**Source document:**
Definition. Let \(S = \{a_1 < a_2 < \dots < a_n\} \subset {\mathbb{R}}\) for some non-negative integer \(n\) and let \(a_0 = -\infty\) and \(a_{n+1} = \infty\).
Then an \(S\)-skeleton \(X\) for an \(\overline{{\mathbb{R}}}\)-space is given by the following data:
For \(i = 1, \dots, n\) a locally path-connected compact topological space \(V_i\).
For \(i = 0, \dots, n\) a locally path-connected compact topological space \(E_i\).
For \(i = 1, \dots, n\) two continuous maps \(l_i \colon E_i \rightarrow V_i\) and \(r_{i-1} \colon E_{i-1} \rightarrow V_i\).
For an \(S\)-skeleton \(X\) as above we define the geometric realization \(|X|\) to be \[\left( \coprod_{i=1}^n V_i \times \{a_i\} \right) \coprod \coprod_{i=0}^{n} E_i \times [a_i, a_{i+1}] / \sim,\] where \(\sim\) is the equivalence relation generated by \((l_i(x), a_i) \sim (x, a_i)\) for \(i = 1, \dots, n\) and \((r_i(x), a_{i+1}) \sim (x, a_{i+1})\) for \(i = 0, \dots, n-1\). Moreover we define \(f_X \colon |X| \rightarrow \overline{{\mathbb{R}}}\) to be the map induced by the projection onto the second factor.

Dataset entries
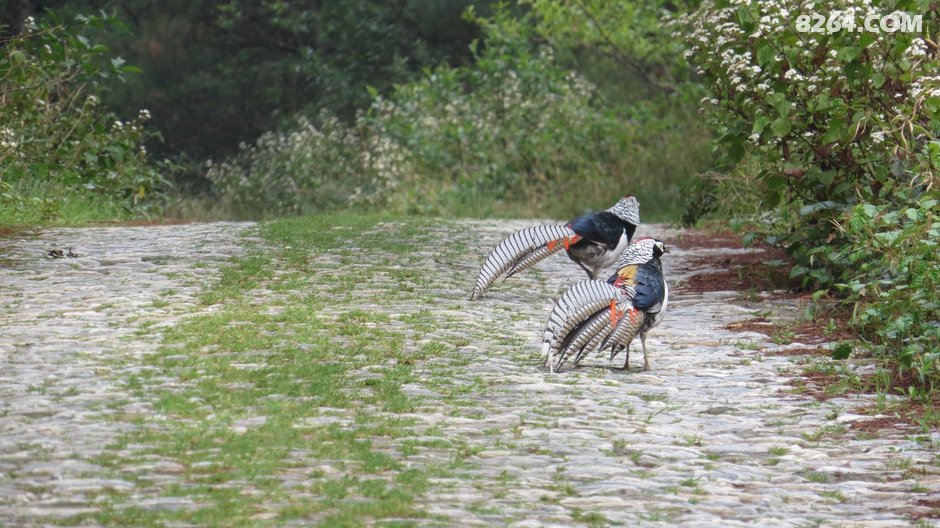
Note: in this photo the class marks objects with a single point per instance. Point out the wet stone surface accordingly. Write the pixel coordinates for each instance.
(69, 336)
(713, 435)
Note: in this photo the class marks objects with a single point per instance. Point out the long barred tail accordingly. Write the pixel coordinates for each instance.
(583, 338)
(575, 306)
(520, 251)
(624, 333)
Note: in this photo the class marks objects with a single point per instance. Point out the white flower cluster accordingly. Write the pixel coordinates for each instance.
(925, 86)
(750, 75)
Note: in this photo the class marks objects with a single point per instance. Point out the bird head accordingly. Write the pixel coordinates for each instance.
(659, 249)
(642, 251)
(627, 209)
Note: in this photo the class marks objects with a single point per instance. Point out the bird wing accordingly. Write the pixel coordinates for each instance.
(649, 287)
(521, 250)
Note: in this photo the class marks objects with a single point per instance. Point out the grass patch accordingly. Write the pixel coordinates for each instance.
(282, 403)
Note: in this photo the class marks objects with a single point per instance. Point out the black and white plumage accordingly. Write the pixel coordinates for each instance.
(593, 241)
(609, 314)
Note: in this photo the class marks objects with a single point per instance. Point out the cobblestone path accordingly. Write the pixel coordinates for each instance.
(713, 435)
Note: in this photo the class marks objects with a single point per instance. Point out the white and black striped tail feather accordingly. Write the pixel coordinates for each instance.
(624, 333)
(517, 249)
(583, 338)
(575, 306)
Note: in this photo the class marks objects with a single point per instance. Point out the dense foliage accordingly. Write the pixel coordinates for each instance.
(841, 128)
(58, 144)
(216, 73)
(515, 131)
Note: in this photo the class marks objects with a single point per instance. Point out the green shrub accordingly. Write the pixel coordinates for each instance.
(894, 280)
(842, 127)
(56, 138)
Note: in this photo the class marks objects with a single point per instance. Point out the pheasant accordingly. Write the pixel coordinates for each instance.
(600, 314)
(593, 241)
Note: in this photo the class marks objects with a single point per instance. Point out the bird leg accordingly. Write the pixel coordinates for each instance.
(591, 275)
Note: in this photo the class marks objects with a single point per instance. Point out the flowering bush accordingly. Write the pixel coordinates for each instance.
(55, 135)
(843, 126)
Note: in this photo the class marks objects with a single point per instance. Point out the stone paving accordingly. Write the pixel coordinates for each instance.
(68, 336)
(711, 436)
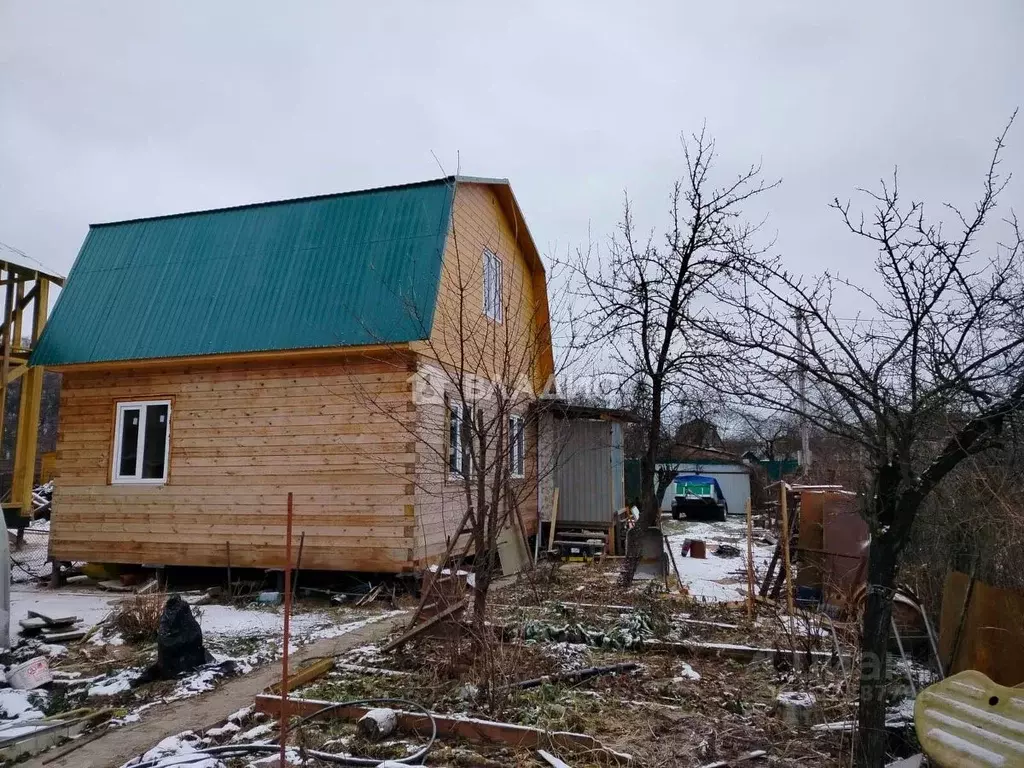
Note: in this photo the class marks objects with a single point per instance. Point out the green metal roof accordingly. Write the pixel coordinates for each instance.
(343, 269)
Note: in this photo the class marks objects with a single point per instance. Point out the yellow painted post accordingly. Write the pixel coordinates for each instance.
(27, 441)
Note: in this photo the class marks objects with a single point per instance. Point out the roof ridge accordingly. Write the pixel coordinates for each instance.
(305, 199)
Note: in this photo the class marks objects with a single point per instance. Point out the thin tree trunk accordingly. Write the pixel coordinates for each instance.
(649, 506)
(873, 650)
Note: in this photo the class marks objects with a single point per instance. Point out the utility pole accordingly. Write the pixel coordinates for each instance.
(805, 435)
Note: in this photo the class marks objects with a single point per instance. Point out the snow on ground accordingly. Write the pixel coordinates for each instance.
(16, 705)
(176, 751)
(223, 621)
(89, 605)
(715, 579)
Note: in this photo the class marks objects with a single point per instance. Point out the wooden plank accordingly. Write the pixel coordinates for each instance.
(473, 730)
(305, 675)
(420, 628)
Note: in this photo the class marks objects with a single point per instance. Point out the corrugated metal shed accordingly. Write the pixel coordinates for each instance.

**Written instruction A:**
Copy out the definition of an S-skeleton in full, word for word.
**Written instruction B:**
Count the lines of the entries that contain the word "tail", treating uppercase and lowercase as different, and give only the number.

**Output A:**
Definition. Let \(S = \{a_1 < a_2 < \dots < a_n\} \subset {\mathbb{R}}\) for some non-negative integer \(n\) and let \(a_0 = -\infty\) and \(a_{n+1} = \infty\).
Then an \(S\)-skeleton \(X\) for an \(\overline{{\mathbb{R}}}\)-space is given by the following data:
For \(i = 1, \dots, n\) a locally path-connected compact topological space \(V_i\).
For \(i = 0, \dots, n\) a locally path-connected compact topological space \(E_i\).
For \(i = 1, \dots, n\) two continuous maps \(l_i \colon E_i \rightarrow V_i\) and \(r_{i-1} \colon E_{i-1} \rightarrow V_i\).
For an \(S\)-skeleton \(X\) as above we define the geometric realization \(|X|\) to be \[\left( \coprod_{i=1}^n V_i \times \{a_i\} \right) \coprod \coprod_{i=0}^{n} E_i \times [a_i, a_{i+1}] / \sim,\] where \(\sim\) is the equivalence relation generated by \((l_i(x), a_i) \sim (x, a_i)\) for \(i = 1, \dots, n\) and \((r_i(x), a_{i+1}) \sim (x, a_{i+1})\) for \(i = 0, \dots, n-1\). Moreover we define \(f_X \colon |X| \rightarrow \overline{{\mathbb{R}}}\) to be the map induced by the projection onto the second factor.

**Output B:**
2